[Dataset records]
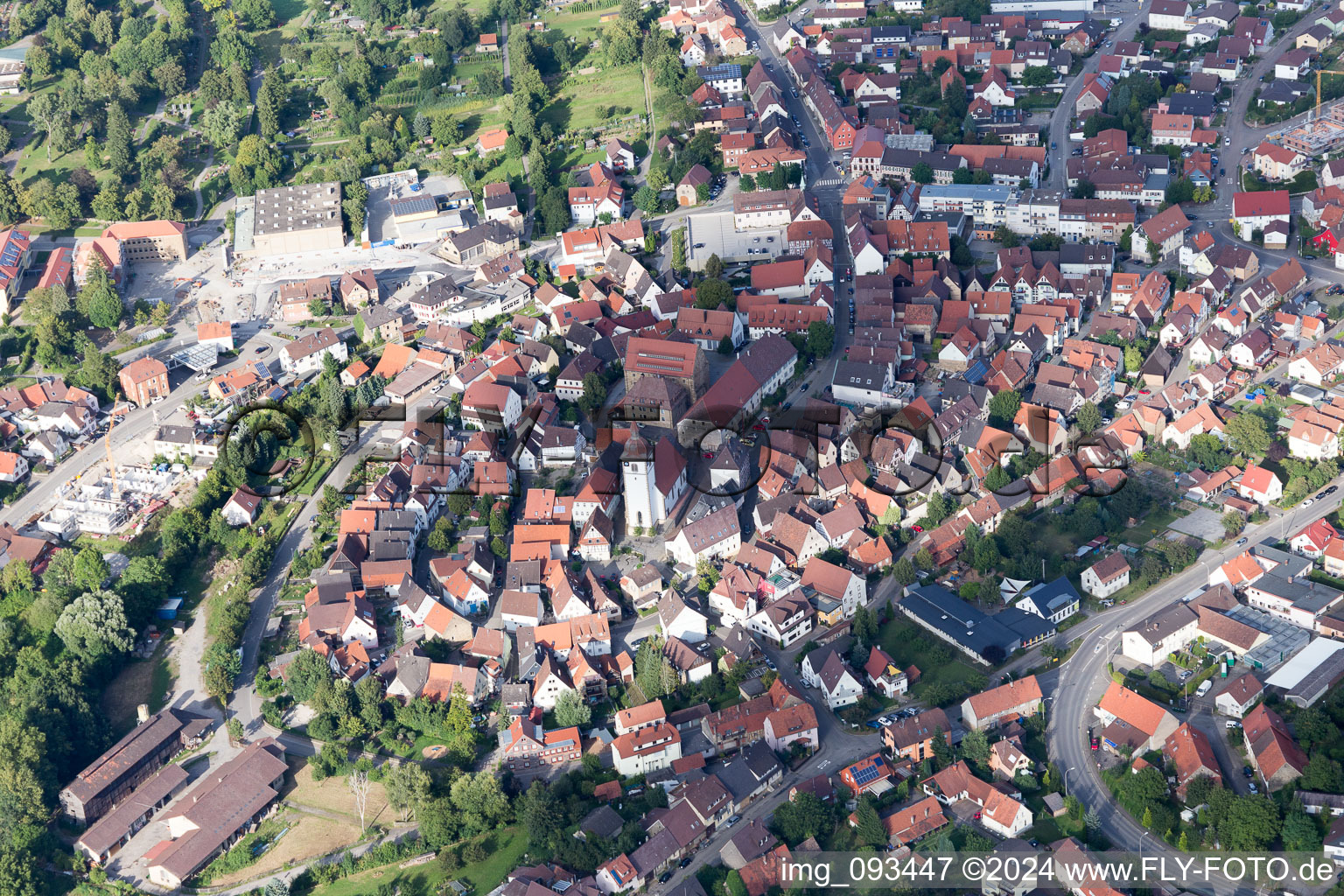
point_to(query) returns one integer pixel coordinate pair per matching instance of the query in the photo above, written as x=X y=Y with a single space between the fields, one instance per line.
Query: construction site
x=1323 y=132
x=1320 y=135
x=105 y=504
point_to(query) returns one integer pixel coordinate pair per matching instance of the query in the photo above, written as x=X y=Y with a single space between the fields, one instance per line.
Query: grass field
x=332 y=795
x=581 y=25
x=288 y=10
x=308 y=836
x=147 y=682
x=906 y=642
x=588 y=101
x=504 y=848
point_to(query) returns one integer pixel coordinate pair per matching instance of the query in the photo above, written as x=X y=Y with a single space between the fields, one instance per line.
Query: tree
x=1088 y=418
x=408 y=786
x=1003 y=409
x=975 y=746
x=359 y=785
x=594 y=391
x=90 y=570
x=996 y=480
x=94 y=626
x=570 y=710
x=50 y=115
x=1005 y=238
x=117 y=140
x=10 y=205
x=57 y=205
x=802 y=817
x=870 y=828
x=646 y=199
x=306 y=673
x=1248 y=436
x=712 y=293
x=541 y=816
x=1126 y=240
x=822 y=339
x=1133 y=359
x=144 y=584
x=171 y=78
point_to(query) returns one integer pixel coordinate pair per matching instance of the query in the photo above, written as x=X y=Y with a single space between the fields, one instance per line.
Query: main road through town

WRITTEN REQUEST: Convert the lines above into a Markdown table with a "Row" column holding a running number and a "Line" column holding each line's text, skipping any blank lines. Leave the pictures out of the table.

ANSWER TO THE TASK:
| Row | Line |
|---|---|
| 1 | point_to(query) returns one integer pixel coordinate pair per matching instance of the query in the photo above, written as x=X y=Y with a single space between the fields, one instance per line. |
| 2 | Query: construction site |
| 3 | x=1323 y=132 |
| 4 | x=1320 y=135 |
| 5 | x=105 y=504 |
| 6 | point_to(query) returns one integer pixel coordinate pair per matching instance of the query in the photo above, written as x=X y=Y with a single space between the fields, one instance per line. |
| 7 | Query: grass field |
| 8 | x=332 y=795 |
| 9 | x=581 y=25 |
| 10 | x=288 y=10 |
| 11 | x=308 y=836 |
| 12 | x=147 y=682 |
| 13 | x=906 y=642 |
| 14 | x=588 y=101 |
| 15 | x=504 y=848 |
| 16 | point_to(query) returns one integer pixel coordinate pair per matching instance of the query in the photo above, written as x=X y=Y with a single space between the fields, one instance per line. |
| 17 | Query: tree |
| 18 | x=1088 y=418 |
| 19 | x=408 y=786 |
| 20 | x=1003 y=409 |
| 21 | x=975 y=746 |
| 22 | x=359 y=785 |
| 23 | x=594 y=391 |
| 24 | x=90 y=570 |
| 25 | x=996 y=480 |
| 26 | x=94 y=626 |
| 27 | x=570 y=710 |
| 28 | x=50 y=115 |
| 29 | x=1005 y=238 |
| 30 | x=117 y=140 |
| 31 | x=10 y=205 |
| 32 | x=57 y=205 |
| 33 | x=802 y=817 |
| 34 | x=870 y=828 |
| 35 | x=646 y=199 |
| 36 | x=306 y=673 |
| 37 | x=1248 y=436 |
| 38 | x=712 y=293 |
| 39 | x=541 y=816 |
| 40 | x=1126 y=240 |
| 41 | x=822 y=339 |
| 42 | x=1133 y=359 |
| 43 | x=144 y=584 |
| 44 | x=171 y=78 |
| 45 | point_to(query) returns one integer pixel coordinate pair per matching instance of the query in the photo above, written as x=X y=Y with a single space between the fields, one instance per line. |
| 46 | Query: main road through town |